Exercise directions: Look below for the line containing "Target: white fur" and the line containing "the panda's front"; repeat exactly those two lines and all lines between them, and nothing else.

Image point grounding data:
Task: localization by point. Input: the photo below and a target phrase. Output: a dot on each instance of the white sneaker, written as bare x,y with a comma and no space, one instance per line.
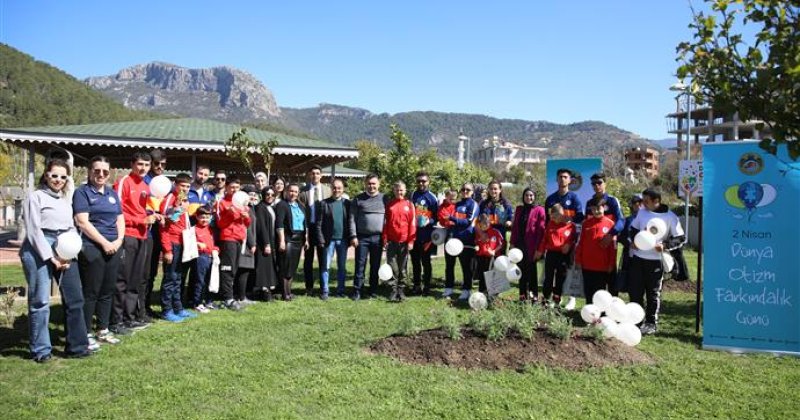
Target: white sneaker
106,336
570,304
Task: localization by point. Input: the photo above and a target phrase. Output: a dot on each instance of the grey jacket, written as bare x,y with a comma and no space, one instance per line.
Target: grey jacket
367,214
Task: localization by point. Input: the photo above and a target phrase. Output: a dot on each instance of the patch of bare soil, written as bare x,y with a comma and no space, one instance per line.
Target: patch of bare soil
514,352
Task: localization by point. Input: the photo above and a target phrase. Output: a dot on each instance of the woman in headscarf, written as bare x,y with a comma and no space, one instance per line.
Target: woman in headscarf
266,252
526,233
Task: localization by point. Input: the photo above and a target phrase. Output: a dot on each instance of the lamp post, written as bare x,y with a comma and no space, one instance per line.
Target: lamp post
462,140
685,89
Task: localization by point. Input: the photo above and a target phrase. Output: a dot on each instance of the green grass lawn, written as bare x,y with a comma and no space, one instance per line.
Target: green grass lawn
306,359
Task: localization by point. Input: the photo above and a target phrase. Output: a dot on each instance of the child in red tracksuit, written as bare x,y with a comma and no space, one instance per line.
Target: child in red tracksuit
232,222
595,260
447,209
208,252
488,243
175,208
559,235
399,234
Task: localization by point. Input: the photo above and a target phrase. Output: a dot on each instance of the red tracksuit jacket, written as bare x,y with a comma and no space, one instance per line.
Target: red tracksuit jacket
232,225
589,254
556,235
133,193
400,222
446,210
487,241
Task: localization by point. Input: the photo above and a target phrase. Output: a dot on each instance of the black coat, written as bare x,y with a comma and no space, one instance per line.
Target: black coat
266,265
284,220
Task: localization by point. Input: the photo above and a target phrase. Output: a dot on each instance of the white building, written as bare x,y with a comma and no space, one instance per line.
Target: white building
504,155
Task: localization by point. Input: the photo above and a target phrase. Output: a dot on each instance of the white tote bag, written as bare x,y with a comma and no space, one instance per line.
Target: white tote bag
213,282
190,250
496,282
573,285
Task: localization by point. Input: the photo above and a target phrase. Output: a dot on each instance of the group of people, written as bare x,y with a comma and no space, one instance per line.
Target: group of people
252,251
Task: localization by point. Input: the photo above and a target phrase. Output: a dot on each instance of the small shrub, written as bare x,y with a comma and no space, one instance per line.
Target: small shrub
451,323
410,325
560,327
594,333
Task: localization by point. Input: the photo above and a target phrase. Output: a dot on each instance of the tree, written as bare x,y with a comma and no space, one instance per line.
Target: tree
757,76
240,146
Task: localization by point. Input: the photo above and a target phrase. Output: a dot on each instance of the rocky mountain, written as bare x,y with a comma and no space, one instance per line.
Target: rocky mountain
440,130
233,95
222,93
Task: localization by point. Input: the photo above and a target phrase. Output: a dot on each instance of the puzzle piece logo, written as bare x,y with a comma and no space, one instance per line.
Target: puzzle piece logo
750,196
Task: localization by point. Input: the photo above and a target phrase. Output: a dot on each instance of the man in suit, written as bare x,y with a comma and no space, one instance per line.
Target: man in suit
313,192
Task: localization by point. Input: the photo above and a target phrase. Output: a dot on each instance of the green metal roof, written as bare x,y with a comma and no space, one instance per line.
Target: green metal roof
180,129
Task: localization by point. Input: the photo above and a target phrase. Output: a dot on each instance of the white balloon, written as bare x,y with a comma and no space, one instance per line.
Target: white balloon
438,236
160,186
385,272
590,313
609,326
513,273
617,310
602,299
658,227
453,247
644,240
478,301
502,264
68,245
515,255
241,199
629,334
635,313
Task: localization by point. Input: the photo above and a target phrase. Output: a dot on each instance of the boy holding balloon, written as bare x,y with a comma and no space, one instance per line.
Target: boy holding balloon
175,208
655,230
488,243
595,260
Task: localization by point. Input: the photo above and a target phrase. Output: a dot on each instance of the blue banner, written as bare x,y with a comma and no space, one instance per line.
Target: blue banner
751,245
582,170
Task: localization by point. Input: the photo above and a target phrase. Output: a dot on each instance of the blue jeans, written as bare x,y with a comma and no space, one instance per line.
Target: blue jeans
338,246
39,274
203,272
171,285
371,246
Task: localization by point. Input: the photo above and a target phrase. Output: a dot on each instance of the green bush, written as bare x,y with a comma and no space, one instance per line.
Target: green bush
560,327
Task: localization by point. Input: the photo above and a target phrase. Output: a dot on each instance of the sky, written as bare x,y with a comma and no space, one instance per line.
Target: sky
561,61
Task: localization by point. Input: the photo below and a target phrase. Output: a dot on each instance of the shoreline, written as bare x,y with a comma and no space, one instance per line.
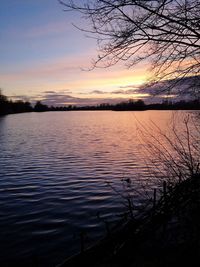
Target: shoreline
165,235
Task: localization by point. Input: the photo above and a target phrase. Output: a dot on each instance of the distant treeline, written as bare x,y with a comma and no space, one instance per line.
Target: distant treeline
10,107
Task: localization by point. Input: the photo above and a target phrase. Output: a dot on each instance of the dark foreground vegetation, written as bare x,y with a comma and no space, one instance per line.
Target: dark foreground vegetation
167,234
11,107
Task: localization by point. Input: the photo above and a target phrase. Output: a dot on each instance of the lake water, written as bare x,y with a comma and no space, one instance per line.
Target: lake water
54,169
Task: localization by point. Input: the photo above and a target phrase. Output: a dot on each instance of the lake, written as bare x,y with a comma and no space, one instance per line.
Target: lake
55,175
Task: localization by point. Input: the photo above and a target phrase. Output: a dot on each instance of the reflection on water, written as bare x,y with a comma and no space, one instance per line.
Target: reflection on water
53,172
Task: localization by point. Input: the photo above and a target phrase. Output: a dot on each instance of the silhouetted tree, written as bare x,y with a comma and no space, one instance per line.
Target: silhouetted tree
166,32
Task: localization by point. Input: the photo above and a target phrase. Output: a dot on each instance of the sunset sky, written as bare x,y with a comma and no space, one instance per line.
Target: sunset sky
43,56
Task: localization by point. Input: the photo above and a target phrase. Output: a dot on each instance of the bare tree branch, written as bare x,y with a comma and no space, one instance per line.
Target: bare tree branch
165,32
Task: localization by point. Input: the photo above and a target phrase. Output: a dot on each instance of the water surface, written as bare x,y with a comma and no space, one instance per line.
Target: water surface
54,169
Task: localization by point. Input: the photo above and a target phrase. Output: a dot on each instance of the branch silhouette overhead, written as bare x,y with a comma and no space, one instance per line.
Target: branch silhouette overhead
164,32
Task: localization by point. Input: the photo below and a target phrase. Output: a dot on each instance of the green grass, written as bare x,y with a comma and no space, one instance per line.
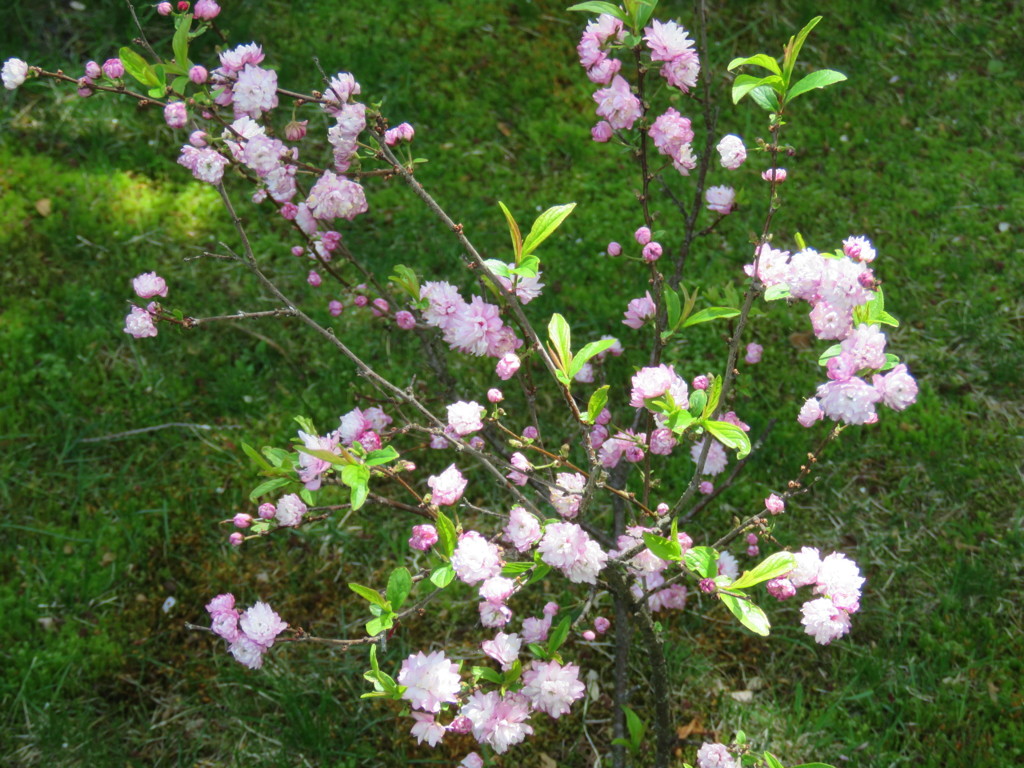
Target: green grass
97,535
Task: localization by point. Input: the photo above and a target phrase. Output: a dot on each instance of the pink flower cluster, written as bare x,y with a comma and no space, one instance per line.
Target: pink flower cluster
671,43
251,634
837,579
474,327
836,286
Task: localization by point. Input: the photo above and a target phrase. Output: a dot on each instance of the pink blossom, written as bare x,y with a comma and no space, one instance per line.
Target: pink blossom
851,401
254,91
290,510
567,547
138,323
721,200
810,412
464,418
429,680
114,69
639,310
617,104
776,174
424,537
859,249
601,132
523,529
446,487
715,756
774,504
551,687
507,366
336,197
261,625
14,73
504,649
148,285
499,721
823,621
206,9
732,152
175,115
426,728
475,558
897,388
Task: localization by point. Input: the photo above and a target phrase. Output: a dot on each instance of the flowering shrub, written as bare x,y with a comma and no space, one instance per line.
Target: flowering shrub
564,497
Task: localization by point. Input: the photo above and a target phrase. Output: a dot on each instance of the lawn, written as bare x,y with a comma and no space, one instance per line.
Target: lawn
921,150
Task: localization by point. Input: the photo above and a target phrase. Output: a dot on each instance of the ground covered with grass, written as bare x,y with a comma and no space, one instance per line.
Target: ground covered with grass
920,151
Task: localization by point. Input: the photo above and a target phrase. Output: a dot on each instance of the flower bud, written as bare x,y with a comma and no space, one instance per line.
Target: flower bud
207,9
114,69
651,252
296,130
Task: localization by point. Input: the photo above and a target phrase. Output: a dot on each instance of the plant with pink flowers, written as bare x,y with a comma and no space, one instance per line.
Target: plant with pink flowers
562,485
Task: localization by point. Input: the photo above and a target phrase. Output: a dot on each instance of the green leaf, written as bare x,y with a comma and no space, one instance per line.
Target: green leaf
743,84
559,634
441,576
597,402
180,42
267,485
712,312
771,567
513,232
759,59
545,225
749,614
715,394
561,342
730,435
382,456
833,351
487,674
446,536
599,7
665,548
399,584
370,595
515,568
792,50
540,571
672,307
254,455
588,351
636,727
138,68
701,560
776,292
819,79
323,455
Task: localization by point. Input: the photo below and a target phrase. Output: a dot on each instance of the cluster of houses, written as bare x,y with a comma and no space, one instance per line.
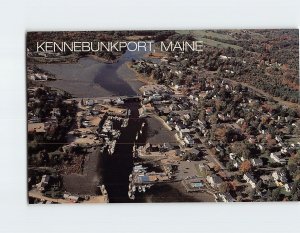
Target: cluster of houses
197,108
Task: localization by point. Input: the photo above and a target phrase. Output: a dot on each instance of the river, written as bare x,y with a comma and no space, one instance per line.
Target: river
91,78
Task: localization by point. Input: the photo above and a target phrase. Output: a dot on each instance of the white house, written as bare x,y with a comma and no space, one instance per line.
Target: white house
279,176
257,162
214,180
249,178
276,156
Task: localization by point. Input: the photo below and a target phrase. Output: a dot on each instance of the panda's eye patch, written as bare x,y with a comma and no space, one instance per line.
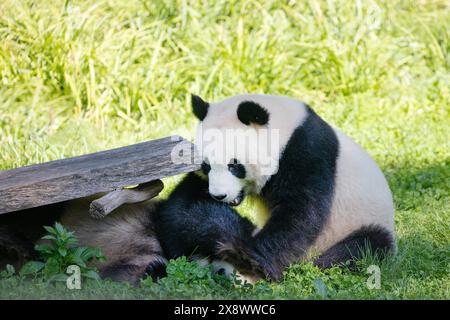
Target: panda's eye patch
236,169
206,167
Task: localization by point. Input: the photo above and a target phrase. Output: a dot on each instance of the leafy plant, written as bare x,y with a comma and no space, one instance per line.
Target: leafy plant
8,272
60,251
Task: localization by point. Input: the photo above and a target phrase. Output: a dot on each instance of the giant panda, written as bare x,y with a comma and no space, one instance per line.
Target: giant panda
326,199
139,239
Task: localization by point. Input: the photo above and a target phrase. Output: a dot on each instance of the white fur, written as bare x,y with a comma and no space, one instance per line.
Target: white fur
285,116
362,196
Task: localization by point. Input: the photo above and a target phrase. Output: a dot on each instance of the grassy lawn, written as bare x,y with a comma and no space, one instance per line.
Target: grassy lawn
83,76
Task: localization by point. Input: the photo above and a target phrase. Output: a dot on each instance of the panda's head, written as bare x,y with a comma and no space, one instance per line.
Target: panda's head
240,140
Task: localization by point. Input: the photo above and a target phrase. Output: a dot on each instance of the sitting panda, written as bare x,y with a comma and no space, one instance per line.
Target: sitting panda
326,198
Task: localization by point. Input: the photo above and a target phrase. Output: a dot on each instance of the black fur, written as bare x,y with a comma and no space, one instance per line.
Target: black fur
299,197
156,270
237,169
250,112
199,107
191,223
374,238
206,167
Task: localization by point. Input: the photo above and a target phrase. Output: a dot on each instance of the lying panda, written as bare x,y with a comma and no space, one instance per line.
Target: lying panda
326,197
138,239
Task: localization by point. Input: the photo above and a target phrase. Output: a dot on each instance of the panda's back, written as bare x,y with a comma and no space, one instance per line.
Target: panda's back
361,195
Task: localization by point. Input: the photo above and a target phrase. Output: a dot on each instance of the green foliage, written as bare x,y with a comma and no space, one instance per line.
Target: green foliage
190,280
60,251
82,76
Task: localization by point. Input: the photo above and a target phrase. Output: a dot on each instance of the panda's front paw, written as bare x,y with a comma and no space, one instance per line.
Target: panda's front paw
242,258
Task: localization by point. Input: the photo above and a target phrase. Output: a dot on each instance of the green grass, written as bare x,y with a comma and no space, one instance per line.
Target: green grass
82,76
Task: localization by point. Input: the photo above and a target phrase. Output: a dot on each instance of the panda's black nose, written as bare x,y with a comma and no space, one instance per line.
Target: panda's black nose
219,196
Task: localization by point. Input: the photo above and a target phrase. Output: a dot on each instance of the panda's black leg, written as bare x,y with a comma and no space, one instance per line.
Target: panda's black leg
374,238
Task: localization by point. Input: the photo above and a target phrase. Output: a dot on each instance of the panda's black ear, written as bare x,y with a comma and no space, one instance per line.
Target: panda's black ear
250,112
199,107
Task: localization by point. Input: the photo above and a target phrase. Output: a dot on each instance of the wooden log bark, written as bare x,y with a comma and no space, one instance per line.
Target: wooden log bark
104,171
101,207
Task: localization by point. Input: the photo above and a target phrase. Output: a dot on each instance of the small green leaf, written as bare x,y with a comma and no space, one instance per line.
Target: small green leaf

Response box:
Target: white fur
285,116
362,196
Task: localization by point. Input: the photo above and a target phrase. Output: a dot on each instance of the grassy lawn, written as bare x,y with a comma and no space, one instance per line.
Target: grassy lawn
83,76
Task: localization by point. Input: the photo above and a target phrase. Output: a dot on each instance of the panda's head, written as bare x,y with a comma and no space, one instance per line.
Target: panda's head
240,140
Task: localization by point. Input: the photo above and a target phrase. Output: a dot on each instance of the sitting panda, written as bare x,y with a comma and no space, one instance per line.
Target: sitting panda
326,198
Task: localization by point. Input: the photo above and a target phrase. Output: a dot on each instance of the black fur, written as bare x,y with a comma and no space, one instance per line.
Target: black fur
299,197
156,270
237,169
250,112
199,107
191,223
374,238
206,167
Task: localization by point. Input: the photo above and a target phrase. Output: a dot on each instance of the lying panda, written as bare x,y with a comma and no space, one instance per line.
Target: lying panda
326,197
138,239
Task: localization by point. Input: the photo above and a target phrase. Output: a dot on each instance of the panda's back, written as bare x,y with a comma and no space, one instance per line.
Target: panda's back
361,195
Task: localization by point. Input: the photo above and a target phrase. Output: a dot on each instance of the green foliage, written as bare x,y with a comma and no space, one instance per line.
Target: green foliage
190,280
60,251
82,76
Task: localization by point. Input: the photo above and a target phrase. Output: a dot on each instance of the panda's front paw, written as bare x,y with a comma and no space, one instance per line.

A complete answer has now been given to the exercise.